Source document.
| 1 | = !BioPerl Round Trip , Second Pass = |
| 2 | |
| 3 | Looking into problems identified in the first pass. Solving major problems when possible. |
| 4 | Tag '''MAJOR''' means that this should be solved if possible. '''minor''' comments are for logging only. |
| 5 | |
| 6 | Based on bioperl-live SVN revision 14501. |
| 7 | |
| 8 | !BioPerl does not have parsers for these formats: |
| 9 | |
| 10 | * ASN.1 |
| 11 | * genbank XML |
| 12 | * INSD XML |
| 13 | |
| 14 | == fasta == |
| 15 | |
| 16 | * minor: the length of the sequence line can vary (settable using method Bio::SeqIO::fasta::width() ) |
| 17 | |
| 18 | == embl == |
| 19 | |
| 20 | * ~~MAJOR: sequence name and accession lost in conversion~~ |
| 21 | * The downloaded sequence file was mysteriously mangled. New file uploaded. Parser works. |
| 22 | * '''Note:''' EMBL format does not have a separate name any more. The primary accession number is now the name on the ID line. |
| 23 | * MAJOR: OX line for !TaxId is lost |
| 24 | * minor: only the actual data on the DT (date) line is kept |
| 25 | {{{ |
| 26 | DT 27-FEB-1998 (Rel. 54, Created) |
| 27 | DT 14-NOV-2006 (Rel. 89, Last updated, Version 6) |
| 28 | -> |
| 29 | DT 27-FEB-1998 |
| 30 | DT 14-NOV-2006 |
| 31 | }}} |
| 32 | * minor: The RC (Reference Comment) lines in the Reference section are ignored. |
| 33 | {{{ |
| 34 | RC revised by [4] |
| 35 | }}} |
| 36 | * minor: Word wrapping differnences if free text lines, especially in author lists |
| 37 | * minor: the feature key/value pairs (FT) are not returned in order |
| 38 | * minor: SQ line does not contain CRC32 value |
| 39 | * note: there is a method for CRC64 in Bio::SeqIO::swiss::_crc64 |
| 40 | |
| 41 | |
| 42 | == genbank == |
| 43 | |
| 44 | * MAJOR: SOURCE line adds full stop to the end of the line (following old genbank conversion?) |
| 45 | * minor: line BASE not present in recent genbank file, still generated by bioperl |
| 46 | * minor: features are not returned in order |
| 47 | |
| 48 | == swiss-prot == |
| 49 | |
| 50 | * minor: No full stop at the end of the DT lines |
| 51 | * MAJOR: GN line returning only value from key/value pairs (e.g. |
| 52 | {{{ |
| 53 | GN Name=DOF3.7; Synonyms=BBFA, DAG1;... |
| 54 | -> |
| 55 | GN DOF3.7 OR BBFA OR DAG1 ... |
| 56 | }}} |
| 57 | * minor: OC line word wrapping differences |
| 58 | * minor: extra spaces at the end of the first RT line when there are more than one of them |
| 59 | * MAJOR: RX line:DOI key/value pair lost |
| 60 | * MAJOR: PE (evidence) line returned between CC and DR lines when it should be between DR and KW lines |
| 61 | * minor: extra space after first FT line |
| 62 | * minor: FTid sometimes not written on its own line |
| 63 | * minor: extra space written to the end of the sequence line |
| 64 | |

Set task A. Which bioperl-live SVN revision are the BioPerl round-trip notes based on?
The records that follow have no connection to the BioPerl round-trip notes.

Input.
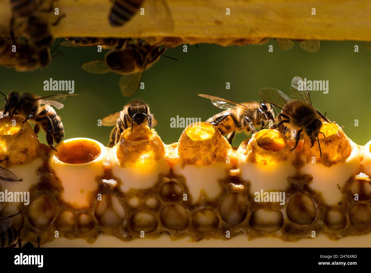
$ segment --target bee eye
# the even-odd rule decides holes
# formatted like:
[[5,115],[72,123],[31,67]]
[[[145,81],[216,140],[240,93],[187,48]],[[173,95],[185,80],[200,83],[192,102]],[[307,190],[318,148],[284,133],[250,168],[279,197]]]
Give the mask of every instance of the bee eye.
[[265,111],[268,111],[268,106],[265,103],[260,103],[260,108],[262,108],[262,110]]

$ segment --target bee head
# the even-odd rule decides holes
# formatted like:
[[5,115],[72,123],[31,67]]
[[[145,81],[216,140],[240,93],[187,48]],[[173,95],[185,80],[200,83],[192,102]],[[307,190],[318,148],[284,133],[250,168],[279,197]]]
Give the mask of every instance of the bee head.
[[305,133],[309,137],[311,140],[315,140],[318,136],[321,127],[322,122],[317,118],[306,127],[305,128]]
[[266,121],[270,120],[274,121],[276,110],[273,105],[266,103],[262,103],[259,105],[259,108],[262,110],[262,115]]
[[128,114],[138,125],[143,123],[147,118],[148,108],[145,104],[131,105],[128,108]]
[[19,100],[19,94],[16,91],[12,91],[6,96],[5,105],[4,107],[4,114],[15,107]]

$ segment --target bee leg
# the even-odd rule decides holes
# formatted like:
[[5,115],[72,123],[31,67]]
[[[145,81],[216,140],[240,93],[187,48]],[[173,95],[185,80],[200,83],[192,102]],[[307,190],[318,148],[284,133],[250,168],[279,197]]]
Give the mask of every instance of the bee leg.
[[9,159],[9,157],[7,156],[4,159],[0,159],[0,162],[3,162],[3,161],[5,161],[6,160],[8,160],[8,159]]
[[335,121],[330,121],[330,120],[329,120],[328,118],[327,118],[327,117],[326,117],[326,113],[327,112],[325,112],[325,115],[324,115],[322,114],[321,113],[321,112],[320,112],[318,110],[316,110],[316,111],[317,111],[317,113],[319,115],[319,116],[321,116],[321,117],[322,118],[322,119],[324,120],[325,121],[326,121],[326,122],[327,122],[327,123],[336,123],[336,122],[335,122]]
[[52,124],[52,120],[50,118],[47,116],[46,116],[46,118],[47,118],[47,126],[46,127],[46,141],[50,147],[57,152],[57,149],[54,148],[53,146],[53,143],[54,142],[54,140],[53,138],[53,133],[54,130],[53,128],[53,125]]
[[13,117],[13,115],[16,113],[16,111],[18,110],[18,108],[19,108],[19,107],[21,106],[21,103],[22,102],[19,101],[18,103],[16,105],[15,107],[14,107],[14,110],[13,110],[13,111],[12,113],[12,114],[10,115],[11,118]]
[[128,116],[128,114],[125,113],[125,114],[124,115],[124,124],[125,126],[125,129],[128,129],[128,118],[127,117]]
[[246,123],[247,126],[249,126],[250,130],[251,130],[251,131],[253,134],[256,132],[256,130],[255,130],[255,128],[253,126],[253,122],[251,121],[251,120],[249,118],[247,117],[244,117],[244,123]]
[[30,118],[32,118],[34,116],[35,116],[35,113],[36,113],[36,110],[37,110],[37,106],[35,106],[34,107],[32,108],[32,109],[31,109],[31,112],[29,114],[28,116],[26,117],[26,119],[25,119],[23,121],[23,122],[22,122],[22,123],[24,123],[25,122],[27,121],[27,120],[29,119]]
[[122,129],[122,122],[120,118],[117,120],[117,125],[118,125],[118,128],[120,129],[120,134],[121,134],[124,131],[124,129]]
[[40,130],[40,126],[38,124],[35,124],[35,127],[33,128],[33,131],[35,132],[36,134],[36,136],[37,136],[37,134],[39,133],[39,131]]
[[234,134],[235,134],[236,131],[234,131],[233,132],[231,132],[228,134],[228,135],[227,136],[227,140],[228,141],[228,143],[231,145],[232,145],[232,141],[233,140],[233,139],[234,137]]
[[296,135],[295,136],[295,146],[291,149],[291,150],[292,151],[293,150],[295,150],[296,148],[296,146],[298,146],[298,143],[299,142],[299,140],[300,140],[300,134],[301,134],[302,131],[303,130],[301,129],[296,132]]

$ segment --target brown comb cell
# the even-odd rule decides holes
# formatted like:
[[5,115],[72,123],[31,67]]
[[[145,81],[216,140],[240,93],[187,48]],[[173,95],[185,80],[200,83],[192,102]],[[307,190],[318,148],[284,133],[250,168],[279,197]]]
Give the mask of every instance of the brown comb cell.
[[320,131],[323,134],[318,135],[322,156],[321,156],[318,142],[316,141],[311,147],[310,140],[305,137],[302,152],[307,161],[311,160],[314,156],[316,163],[321,163],[326,167],[345,162],[350,155],[352,146],[341,128],[335,123],[324,122]]

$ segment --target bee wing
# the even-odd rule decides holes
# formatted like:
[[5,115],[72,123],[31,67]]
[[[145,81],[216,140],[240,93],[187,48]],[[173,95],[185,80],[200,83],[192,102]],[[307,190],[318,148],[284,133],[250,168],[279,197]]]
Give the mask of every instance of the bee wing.
[[14,173],[3,167],[0,166],[0,182],[18,182],[19,179]]
[[210,95],[205,95],[204,94],[198,94],[198,95],[203,98],[209,99],[213,104],[221,109],[234,109],[240,107],[243,108],[246,107],[243,104],[235,103],[234,101],[226,100],[219,97],[211,96]]
[[92,61],[82,65],[82,68],[85,71],[93,74],[105,74],[111,71],[105,60]]
[[0,233],[9,228],[13,223],[13,220],[9,217],[0,217]]
[[62,103],[67,96],[76,96],[78,94],[61,94],[60,95],[54,95],[52,96],[47,96],[34,100],[33,101],[38,101],[41,104],[47,104],[54,106],[57,109],[61,109],[64,107],[64,105]]
[[306,84],[300,77],[297,76],[292,79],[290,90],[294,94],[295,98],[312,105],[309,91],[306,90]]
[[117,124],[117,120],[119,117],[119,112],[112,114],[102,119],[102,125],[103,126],[114,126]]
[[319,50],[321,43],[319,40],[305,40],[301,42],[299,45],[306,51],[315,53]]
[[292,116],[292,110],[290,107],[291,99],[283,92],[273,88],[262,88],[259,90],[259,95],[265,101],[281,110],[284,110],[285,108],[284,111]]
[[289,39],[285,38],[276,38],[276,42],[278,46],[281,48],[282,50],[288,50],[292,48],[294,46],[294,43]]
[[121,94],[125,97],[131,97],[137,92],[139,87],[145,68],[134,74],[125,74],[120,78],[119,85]]
[[367,50],[371,50],[371,41],[362,41],[362,45]]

Set task B. Please count the lines of the records that contain the string "brown", with case counting, and give only the number.

Full answer A. Revision 14501.

Full answer B. 2